Copy each of the following rows without changing anything.

BEGIN DATA SHOWN

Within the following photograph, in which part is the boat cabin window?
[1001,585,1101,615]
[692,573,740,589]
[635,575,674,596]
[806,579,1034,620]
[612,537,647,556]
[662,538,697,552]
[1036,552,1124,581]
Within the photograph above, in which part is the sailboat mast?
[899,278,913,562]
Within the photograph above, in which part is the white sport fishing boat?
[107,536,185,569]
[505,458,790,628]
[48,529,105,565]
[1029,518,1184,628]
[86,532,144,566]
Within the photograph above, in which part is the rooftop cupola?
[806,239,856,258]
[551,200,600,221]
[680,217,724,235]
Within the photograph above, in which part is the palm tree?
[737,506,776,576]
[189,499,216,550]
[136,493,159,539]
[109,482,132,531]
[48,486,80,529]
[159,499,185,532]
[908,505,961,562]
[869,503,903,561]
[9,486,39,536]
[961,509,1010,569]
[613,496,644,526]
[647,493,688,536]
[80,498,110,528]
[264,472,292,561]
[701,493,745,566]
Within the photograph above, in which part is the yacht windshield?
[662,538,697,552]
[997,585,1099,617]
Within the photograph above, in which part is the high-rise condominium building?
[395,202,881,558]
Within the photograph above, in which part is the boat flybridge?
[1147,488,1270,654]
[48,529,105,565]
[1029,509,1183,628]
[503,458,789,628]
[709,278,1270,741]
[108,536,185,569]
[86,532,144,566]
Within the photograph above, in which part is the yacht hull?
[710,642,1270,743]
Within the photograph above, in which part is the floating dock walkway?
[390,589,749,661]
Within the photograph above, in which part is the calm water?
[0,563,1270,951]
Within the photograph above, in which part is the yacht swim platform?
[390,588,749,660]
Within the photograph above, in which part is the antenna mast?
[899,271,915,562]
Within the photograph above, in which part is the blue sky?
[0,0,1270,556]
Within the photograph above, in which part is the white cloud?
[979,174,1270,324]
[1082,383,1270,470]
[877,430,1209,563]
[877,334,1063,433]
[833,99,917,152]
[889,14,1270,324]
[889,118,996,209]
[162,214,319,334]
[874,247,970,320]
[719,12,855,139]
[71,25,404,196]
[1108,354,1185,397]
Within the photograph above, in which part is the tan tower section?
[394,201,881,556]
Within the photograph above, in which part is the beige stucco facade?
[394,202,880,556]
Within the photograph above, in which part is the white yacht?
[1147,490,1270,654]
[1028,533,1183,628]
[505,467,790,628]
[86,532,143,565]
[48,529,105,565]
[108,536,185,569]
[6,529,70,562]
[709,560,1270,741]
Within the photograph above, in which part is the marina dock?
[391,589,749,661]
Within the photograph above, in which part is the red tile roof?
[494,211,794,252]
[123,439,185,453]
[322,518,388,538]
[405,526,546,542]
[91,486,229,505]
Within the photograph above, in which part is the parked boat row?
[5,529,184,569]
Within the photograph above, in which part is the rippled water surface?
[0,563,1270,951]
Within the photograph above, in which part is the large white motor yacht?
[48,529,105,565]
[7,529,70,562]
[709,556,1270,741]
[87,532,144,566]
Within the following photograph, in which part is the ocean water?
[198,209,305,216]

END DATA SHOWN

EXPECTED OUTPUT
Within the following photograph, in which part is the boat cabin window?
[1001,585,1101,615]
[692,573,740,589]
[635,575,674,596]
[806,579,1034,620]
[612,537,647,556]
[662,538,697,552]
[1036,552,1124,581]
Within the photograph above, in which part is the sailboat mast?
[899,278,913,562]
Within the photograph above, in which part is the white sport fishing boat?
[107,536,185,569]
[505,458,790,628]
[48,529,105,565]
[1029,518,1184,628]
[86,532,144,566]
Within the photograph above, in which part is the rooftop cupola?
[806,239,856,258]
[551,200,600,221]
[680,217,724,235]
Within the photograph above, in which part is the palm tree?
[737,506,776,576]
[189,499,216,550]
[136,493,159,539]
[109,482,132,531]
[48,486,80,529]
[159,499,185,532]
[908,505,961,562]
[869,503,903,561]
[9,486,39,536]
[961,509,1010,569]
[613,496,644,526]
[647,493,688,536]
[80,498,110,528]
[264,472,292,561]
[701,493,745,566]
Within the photograph above, in which part is the yacht windshield?
[662,538,697,552]
[997,585,1099,617]
Within the photograph above, in which part is the high-rise condominium building?
[395,202,881,558]
Within the photograph above, in which part is the boat flybridge?
[1147,488,1270,654]
[48,529,105,565]
[1029,509,1183,628]
[503,458,789,628]
[709,278,1270,741]
[108,536,185,569]
[86,532,144,566]
Within the photograph above, in which part is the yacht hull?
[710,642,1270,743]
Within the photograph above, in which part is the floating dock walkway?
[390,589,749,661]
Within the photograph above, in which part is the calm water?
[0,563,1270,951]
Within the photograph above, in which part is the yacht swim platform?
[390,588,749,660]
Within the photograph above, in which part is the antenna mast?
[899,271,915,562]
Within the photograph above, in which part is the blue sky?
[0,0,1270,556]
Within the photograph above, in which part is the white cloud?
[979,174,1270,324]
[1082,383,1270,470]
[877,430,1209,563]
[877,334,1063,433]
[833,99,917,152]
[889,14,1270,324]
[889,118,996,209]
[162,214,319,334]
[874,247,970,320]
[719,12,855,139]
[71,25,404,196]
[1108,354,1185,397]
Within the photograph above, in which part is the tan tower section?
[394,201,881,556]
Within the photograph above, in which part is the beige stucco facade?
[394,202,880,556]
Within the photograph above, in which part is the white yacht?
[1147,490,1270,654]
[1028,533,1183,628]
[505,467,790,628]
[86,532,143,565]
[48,529,105,565]
[108,536,185,569]
[6,529,70,562]
[709,560,1270,741]
Within the photograph above, in which part is the marina dock?
[391,589,749,661]
Within the photograph above, in which part is the red tile roof?
[494,211,794,252]
[123,439,185,453]
[322,518,388,538]
[405,526,546,542]
[91,486,229,505]
Within the photograph above, in which part is the parked boat row?
[5,529,184,569]
Within the photograph above, in which part is the rippled water surface?
[0,563,1270,951]
Within the photograph above, in which part is the large white motor yacht?
[48,529,105,565]
[7,529,70,562]
[709,556,1270,741]
[87,532,144,566]
Within the following photograph, in which part is the ocean water?
[198,209,305,216]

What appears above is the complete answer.